■ **Stated task**: Copy word for word the lines of the material below, from the line that contains "Each instance of the soft" through the last line of the material.

■ **Data for processing**:
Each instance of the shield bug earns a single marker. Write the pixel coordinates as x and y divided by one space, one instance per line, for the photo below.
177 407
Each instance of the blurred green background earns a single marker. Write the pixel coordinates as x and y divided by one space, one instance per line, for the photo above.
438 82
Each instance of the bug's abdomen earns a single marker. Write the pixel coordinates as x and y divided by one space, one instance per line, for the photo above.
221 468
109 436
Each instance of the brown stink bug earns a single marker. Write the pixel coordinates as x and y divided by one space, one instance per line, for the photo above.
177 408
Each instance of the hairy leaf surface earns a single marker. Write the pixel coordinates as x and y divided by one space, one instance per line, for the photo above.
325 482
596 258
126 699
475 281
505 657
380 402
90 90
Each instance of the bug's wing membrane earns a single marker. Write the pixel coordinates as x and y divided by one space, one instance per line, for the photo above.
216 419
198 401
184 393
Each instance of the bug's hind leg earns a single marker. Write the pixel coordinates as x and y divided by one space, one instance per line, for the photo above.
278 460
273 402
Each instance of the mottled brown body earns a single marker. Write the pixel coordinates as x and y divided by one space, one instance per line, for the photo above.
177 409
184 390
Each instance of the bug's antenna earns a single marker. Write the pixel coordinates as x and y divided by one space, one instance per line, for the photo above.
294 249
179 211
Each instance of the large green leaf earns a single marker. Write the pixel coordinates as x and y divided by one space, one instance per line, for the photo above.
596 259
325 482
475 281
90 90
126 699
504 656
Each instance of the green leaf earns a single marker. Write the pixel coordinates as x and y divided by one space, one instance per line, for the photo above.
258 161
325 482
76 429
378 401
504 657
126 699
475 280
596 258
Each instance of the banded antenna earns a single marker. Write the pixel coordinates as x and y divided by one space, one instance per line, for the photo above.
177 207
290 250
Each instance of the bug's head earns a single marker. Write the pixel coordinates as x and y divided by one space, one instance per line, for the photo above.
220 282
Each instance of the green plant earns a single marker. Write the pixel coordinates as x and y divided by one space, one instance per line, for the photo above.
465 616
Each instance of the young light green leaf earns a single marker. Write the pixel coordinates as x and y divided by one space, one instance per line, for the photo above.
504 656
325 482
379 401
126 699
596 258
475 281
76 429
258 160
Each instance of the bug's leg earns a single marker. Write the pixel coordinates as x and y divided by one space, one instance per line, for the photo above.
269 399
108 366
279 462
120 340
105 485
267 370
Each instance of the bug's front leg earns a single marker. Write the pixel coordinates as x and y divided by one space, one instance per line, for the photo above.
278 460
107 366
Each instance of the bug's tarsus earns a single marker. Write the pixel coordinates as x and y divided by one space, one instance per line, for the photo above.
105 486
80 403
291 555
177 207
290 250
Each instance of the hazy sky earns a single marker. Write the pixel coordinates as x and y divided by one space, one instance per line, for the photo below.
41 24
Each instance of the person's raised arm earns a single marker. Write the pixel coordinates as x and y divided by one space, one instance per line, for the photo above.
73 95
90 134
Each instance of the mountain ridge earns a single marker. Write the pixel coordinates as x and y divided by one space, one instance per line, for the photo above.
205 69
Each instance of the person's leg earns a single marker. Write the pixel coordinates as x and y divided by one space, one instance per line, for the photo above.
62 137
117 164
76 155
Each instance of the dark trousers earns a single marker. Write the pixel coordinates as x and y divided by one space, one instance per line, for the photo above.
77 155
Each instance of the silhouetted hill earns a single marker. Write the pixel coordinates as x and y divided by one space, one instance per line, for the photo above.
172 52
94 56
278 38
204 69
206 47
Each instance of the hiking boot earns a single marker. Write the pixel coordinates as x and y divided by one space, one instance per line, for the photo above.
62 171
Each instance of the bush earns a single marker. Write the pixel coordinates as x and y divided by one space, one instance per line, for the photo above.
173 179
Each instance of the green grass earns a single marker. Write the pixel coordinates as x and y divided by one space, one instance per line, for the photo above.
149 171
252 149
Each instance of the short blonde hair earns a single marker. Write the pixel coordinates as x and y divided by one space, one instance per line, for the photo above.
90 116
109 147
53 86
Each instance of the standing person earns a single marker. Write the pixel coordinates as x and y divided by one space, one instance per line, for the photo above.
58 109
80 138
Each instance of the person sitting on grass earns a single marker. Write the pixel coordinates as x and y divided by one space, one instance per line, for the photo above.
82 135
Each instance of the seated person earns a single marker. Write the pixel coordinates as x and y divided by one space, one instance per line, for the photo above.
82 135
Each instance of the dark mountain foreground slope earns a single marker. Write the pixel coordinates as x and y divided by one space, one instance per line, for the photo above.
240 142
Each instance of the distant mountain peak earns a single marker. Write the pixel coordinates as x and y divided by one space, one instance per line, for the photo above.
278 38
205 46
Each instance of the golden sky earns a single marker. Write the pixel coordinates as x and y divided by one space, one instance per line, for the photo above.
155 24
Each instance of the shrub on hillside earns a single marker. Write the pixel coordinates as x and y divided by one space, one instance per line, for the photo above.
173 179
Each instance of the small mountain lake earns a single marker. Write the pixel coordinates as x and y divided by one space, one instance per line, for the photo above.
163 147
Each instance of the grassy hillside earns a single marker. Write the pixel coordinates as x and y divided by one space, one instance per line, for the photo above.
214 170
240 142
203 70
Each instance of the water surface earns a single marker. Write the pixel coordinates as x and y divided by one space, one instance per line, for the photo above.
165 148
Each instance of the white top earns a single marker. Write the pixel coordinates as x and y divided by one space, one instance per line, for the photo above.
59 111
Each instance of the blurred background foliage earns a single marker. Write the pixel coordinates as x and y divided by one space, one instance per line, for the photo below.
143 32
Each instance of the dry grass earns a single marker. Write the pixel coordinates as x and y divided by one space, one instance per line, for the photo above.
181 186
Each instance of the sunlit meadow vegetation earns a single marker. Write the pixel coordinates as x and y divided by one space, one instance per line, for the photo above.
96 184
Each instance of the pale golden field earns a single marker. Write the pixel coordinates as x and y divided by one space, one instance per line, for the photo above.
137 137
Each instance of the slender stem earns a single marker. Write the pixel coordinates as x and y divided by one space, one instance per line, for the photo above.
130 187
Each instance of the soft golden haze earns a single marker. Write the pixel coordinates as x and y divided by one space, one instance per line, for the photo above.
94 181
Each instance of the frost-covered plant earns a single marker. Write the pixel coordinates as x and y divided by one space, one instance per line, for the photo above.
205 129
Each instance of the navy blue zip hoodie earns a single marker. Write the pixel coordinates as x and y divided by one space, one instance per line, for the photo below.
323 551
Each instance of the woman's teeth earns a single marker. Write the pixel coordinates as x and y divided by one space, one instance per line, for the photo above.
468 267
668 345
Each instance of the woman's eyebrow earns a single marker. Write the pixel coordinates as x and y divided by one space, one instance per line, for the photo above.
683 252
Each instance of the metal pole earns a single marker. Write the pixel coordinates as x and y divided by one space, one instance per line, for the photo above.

■ **Exercise result**:
Each instance of the soft golden haze earns a single marker. Write the pixel coordinates as x and y divided by one space, one instance per line, for the photo above.
94 181
Each instance of the frost-covered plant earns a single marker. Write the pixel coordinates as x and y divided by one space, one instance per line, for the photo above.
205 129
Each instance of the navy blue zip hoodie earns a single marker. Write the pixel coordinates as x and y divided by one space, one instance per line, for the photo below.
323 551
Each instance of the woman's teeth earns a single marker. Write the pixel coordinates as x and y divided by one space, one instance per line, for the photo above.
468 267
668 345
Each instance of the woman's eyebrow earns a single marker. Write the pixel coordinates as x and y divided by one space, one instance per line, for the photo above.
683 252
Each instance of the metal pole earns a single marker. Write the pixel coordinates as x and y divided by one space, one instance per line, for the photo above.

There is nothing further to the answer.